##### 本文抜粋 #####

ファッションディレクターの青柳光則さんに、ビジネスシーンにふさわしいエグゼクティブのスーツの着こなしを提案してもらった。1回目は、上質の代名詞Ermenegildo Zegnaを取り上げる。
美紺のスーツが、若々しさと行動力をアピールする
新年度は、異動や組織変更にともなう担当者交替など社内外が慌ただしい。新たに担当となったクライアントへの挨拶まわりは、できるだけ早めにして取引先との良好な関係を築きたいものだ。先方も新しい担当者がどんな人物か、さぞや気がかりなことだろう。
客先を訪問する際には前任者が築き上げた関係を引き継ぎながら、イメージを刷新することで自身をアピールしたい。前任が自分の上司だったならば、行動力にあふれる若々しい印象を携えていきたい。しかし、たんにフレッシュなだけでは却って頼りない印象を与えかねない。
そこで頼りになるのが、Ermenegildo Zegna(エルメネジルド ゼニア)の一着。スーツに明るめのネイビーを取り入れる。若さを印象づけるためには鮮やかな紺色が適しているからだ。濃色のネイビースーツは、慎重で腰も重そうな印象に見えるため、どこか重役然とした風情が漂うものだが、明るいネイビーならフットワークも軽快で、親しみやすい人物を演出できる。
エルメネジルド ゼニアは、自社で既製スーツも手がけるラグジュアリーメゾンであると同時に、紳士服生地メーカーとしての世界シェアの約3割を誇るといわれるビッグメゾン。生地の色柄には絶対の自信があり、時代感をも捉えたコレクションをそろえている。
とくに色出しの妙は格別で、同じ紺でも2つと同じものはなく、次のシーズンにはまた新たな紺色を登場させることができるほど、開発力に優れている。今季も美紺のコレクションが豊富にそろっており、着用して行けばきっとクライアントにも好印象を与えることができるだろう。

#####

_課題 A_
本文抜粋で、濃色のネイビースーツが見る人に与えるとされる印象をすべて挙げてください。
_課題 B_
本文抜粋のうち、「美紺のスーツが、若々しさと行動力をアピールする」から「頼りない印象を与えかねない。」までを、その両端も含めて一字も変えずに抜き出してください。

##### 提供資料 #####

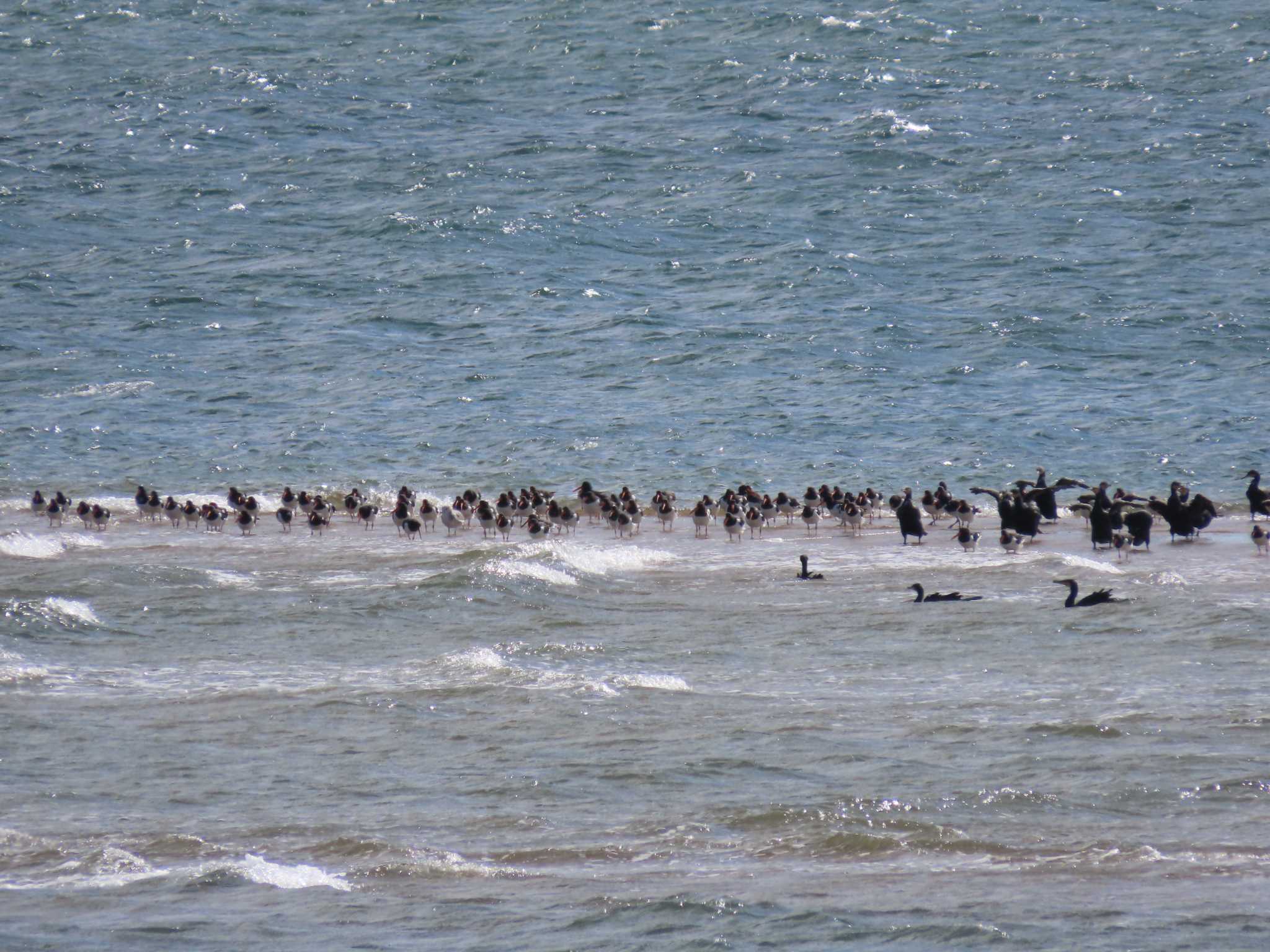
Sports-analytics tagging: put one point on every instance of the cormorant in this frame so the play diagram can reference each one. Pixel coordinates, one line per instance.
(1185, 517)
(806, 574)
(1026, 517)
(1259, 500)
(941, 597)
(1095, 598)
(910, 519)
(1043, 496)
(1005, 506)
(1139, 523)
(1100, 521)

#####
##### 提供資料 #####

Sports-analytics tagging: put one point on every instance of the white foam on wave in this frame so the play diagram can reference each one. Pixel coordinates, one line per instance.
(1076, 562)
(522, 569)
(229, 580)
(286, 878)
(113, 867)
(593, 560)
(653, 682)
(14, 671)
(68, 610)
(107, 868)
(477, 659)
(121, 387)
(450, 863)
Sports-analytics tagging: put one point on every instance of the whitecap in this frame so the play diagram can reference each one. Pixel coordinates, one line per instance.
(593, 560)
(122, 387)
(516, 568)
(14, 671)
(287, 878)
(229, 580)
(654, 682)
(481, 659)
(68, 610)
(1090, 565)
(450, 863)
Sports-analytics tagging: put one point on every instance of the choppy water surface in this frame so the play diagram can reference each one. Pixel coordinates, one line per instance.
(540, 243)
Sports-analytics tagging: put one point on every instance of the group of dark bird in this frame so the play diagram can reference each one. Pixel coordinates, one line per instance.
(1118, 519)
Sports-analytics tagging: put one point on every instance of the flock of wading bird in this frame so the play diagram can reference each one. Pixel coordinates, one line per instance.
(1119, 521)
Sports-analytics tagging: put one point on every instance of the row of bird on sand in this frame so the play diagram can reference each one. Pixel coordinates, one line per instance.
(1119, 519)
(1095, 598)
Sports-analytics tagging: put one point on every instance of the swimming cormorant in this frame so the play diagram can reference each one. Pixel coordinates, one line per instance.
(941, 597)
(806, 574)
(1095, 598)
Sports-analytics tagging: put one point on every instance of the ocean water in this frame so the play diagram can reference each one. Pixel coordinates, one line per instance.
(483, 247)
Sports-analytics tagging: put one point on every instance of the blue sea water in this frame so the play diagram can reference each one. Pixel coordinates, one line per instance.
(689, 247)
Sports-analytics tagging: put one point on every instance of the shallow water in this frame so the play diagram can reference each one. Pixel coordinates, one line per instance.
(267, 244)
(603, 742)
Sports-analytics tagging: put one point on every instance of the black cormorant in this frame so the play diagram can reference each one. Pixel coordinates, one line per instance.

#####
##### 提供資料 #####

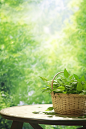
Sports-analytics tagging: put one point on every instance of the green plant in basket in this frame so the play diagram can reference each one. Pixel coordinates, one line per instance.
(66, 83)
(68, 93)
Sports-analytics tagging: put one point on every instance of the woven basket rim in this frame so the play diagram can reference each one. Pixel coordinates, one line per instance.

#####

_解答 A_
慎重
腰が重そう
どこか重役然とした風情

_解答 B_
美紺のスーツが、若々しさと行動力をアピールする
新年度は、異動や組織変更にともなう担当者交替など社内外が慌ただしい。新たに担当となったクライアントへの挨拶まわりは、できるだけ早めにして取引先との良好な関係を築きたいものだ。先方も新しい担当者がどんな人物か、さぞや気がかりなことだろう。
客先を訪問する際には前任者が築き上げた関係を引き継ぎながら、イメージを刷新することで自身をアピールしたい。前任が自分の上司だったならば、行動力にあふれる若々しい印象を携えていきたい。しかし、たんにフレッシュなだけでは却って頼りない印象を与えかねない。